WORK REQUIRED. Please copy out every one of the lines below word for word, keeping them in their original order.

DATA IN THIS EXERCISE.
/---

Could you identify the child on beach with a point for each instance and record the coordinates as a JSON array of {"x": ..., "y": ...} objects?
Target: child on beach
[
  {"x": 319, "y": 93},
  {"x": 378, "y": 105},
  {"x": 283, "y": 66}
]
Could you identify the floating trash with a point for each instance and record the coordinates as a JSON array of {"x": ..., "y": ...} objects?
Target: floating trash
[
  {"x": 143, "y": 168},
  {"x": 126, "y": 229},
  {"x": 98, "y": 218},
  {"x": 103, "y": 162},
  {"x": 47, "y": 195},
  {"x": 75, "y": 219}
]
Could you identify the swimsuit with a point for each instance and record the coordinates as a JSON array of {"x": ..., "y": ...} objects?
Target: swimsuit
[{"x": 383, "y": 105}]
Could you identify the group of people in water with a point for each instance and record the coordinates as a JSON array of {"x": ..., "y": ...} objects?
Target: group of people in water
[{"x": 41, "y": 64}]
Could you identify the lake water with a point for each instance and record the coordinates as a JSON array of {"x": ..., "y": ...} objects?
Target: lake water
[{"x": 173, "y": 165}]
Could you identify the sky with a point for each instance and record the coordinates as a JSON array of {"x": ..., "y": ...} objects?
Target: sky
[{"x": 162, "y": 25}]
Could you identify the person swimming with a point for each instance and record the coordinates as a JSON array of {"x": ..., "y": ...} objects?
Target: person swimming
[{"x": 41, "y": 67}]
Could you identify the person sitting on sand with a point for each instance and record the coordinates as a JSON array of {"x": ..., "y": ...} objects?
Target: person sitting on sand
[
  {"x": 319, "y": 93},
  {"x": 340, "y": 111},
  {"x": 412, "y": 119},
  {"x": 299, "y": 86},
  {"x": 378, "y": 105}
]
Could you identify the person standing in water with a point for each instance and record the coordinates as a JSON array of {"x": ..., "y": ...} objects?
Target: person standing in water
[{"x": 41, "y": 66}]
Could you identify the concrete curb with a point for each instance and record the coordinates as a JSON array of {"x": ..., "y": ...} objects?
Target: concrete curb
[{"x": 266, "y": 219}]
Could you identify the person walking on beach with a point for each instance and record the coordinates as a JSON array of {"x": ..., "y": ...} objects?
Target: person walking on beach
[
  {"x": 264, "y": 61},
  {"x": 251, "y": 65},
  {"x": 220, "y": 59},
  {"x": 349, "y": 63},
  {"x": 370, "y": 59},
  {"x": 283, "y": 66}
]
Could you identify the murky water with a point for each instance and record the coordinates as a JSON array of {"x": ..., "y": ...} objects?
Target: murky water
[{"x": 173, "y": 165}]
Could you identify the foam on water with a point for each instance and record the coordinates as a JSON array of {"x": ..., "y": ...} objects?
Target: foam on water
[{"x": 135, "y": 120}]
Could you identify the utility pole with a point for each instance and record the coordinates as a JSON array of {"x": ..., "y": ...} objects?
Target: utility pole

\---

RESULT OF THE EXERCISE.
Could you identify the child on beach with a point for each instance and record the coordinates as a JSON array of {"x": ..., "y": ...} objects?
Target: child on beach
[
  {"x": 319, "y": 93},
  {"x": 378, "y": 105},
  {"x": 283, "y": 66}
]
Could you identify the floating trash with a point for each instance and record the coordinates as a JSON array of {"x": ..., "y": ...} objects?
Target: floating trash
[
  {"x": 143, "y": 168},
  {"x": 126, "y": 229},
  {"x": 98, "y": 218},
  {"x": 103, "y": 162},
  {"x": 47, "y": 195},
  {"x": 75, "y": 219}
]
Could you identify the swimsuit with a point for each instance and record the coordinates as a JSON array of {"x": ..., "y": ...} objects?
Target: swimsuit
[{"x": 383, "y": 105}]
Could you identify the group of people in water with a point for each instance and record the coordinates as a JSON array of {"x": ..., "y": ...} objects?
Target: group of people in water
[{"x": 41, "y": 64}]
Could you identify the lake water with a point for each instance and record the coordinates as a JSON array of {"x": ..., "y": ...} objects?
Target: lake water
[{"x": 173, "y": 165}]
Could you identify the sky with a point for each instance and record the coordinates as a JSON array of {"x": ..., "y": ...} objects?
Target: sky
[{"x": 162, "y": 25}]
Could you identify the person swimming with a point for each instance and record the coordinates as a JSON array of {"x": ..., "y": ...} objects?
Target: person swimming
[{"x": 41, "y": 67}]
Could you identify the person sitting on sand with a point for each instance and record the coordinates as a JSON array of {"x": ..., "y": ...} objects?
Target: person sitting on sand
[
  {"x": 319, "y": 93},
  {"x": 340, "y": 111},
  {"x": 412, "y": 119},
  {"x": 299, "y": 86},
  {"x": 378, "y": 105}
]
Could you identify the person standing in water with a point for each instance and record the coordinates as a JSON array of {"x": ..., "y": ...} objects?
Target: person standing in water
[{"x": 41, "y": 66}]
Could you identify the concrete curb with a point for each instance and record the coordinates as a JSON array of {"x": ..., "y": ...} objects?
Target: concrete curb
[{"x": 266, "y": 219}]
Could you identify the person walking on beach with a point for each instance and record the coordinates as a JSON array of {"x": ..., "y": ...} objects?
Target: person walking on beach
[
  {"x": 264, "y": 61},
  {"x": 251, "y": 65},
  {"x": 220, "y": 59},
  {"x": 349, "y": 63},
  {"x": 370, "y": 59},
  {"x": 283, "y": 66}
]
Could you identify the murky water with a point for each instance and record the coordinates as a JSON array of {"x": ..., "y": ...} objects?
Target: murky water
[{"x": 173, "y": 165}]
Could you identify the foam on water with a point for each instance and record the coordinates as a JSON array of {"x": ..., "y": ...} objects?
Target: foam on water
[{"x": 135, "y": 120}]
Could you identify the utility pole with a point for each instance and record the coordinates as a JSON array of {"x": ..., "y": ...} objects?
Target: utility pole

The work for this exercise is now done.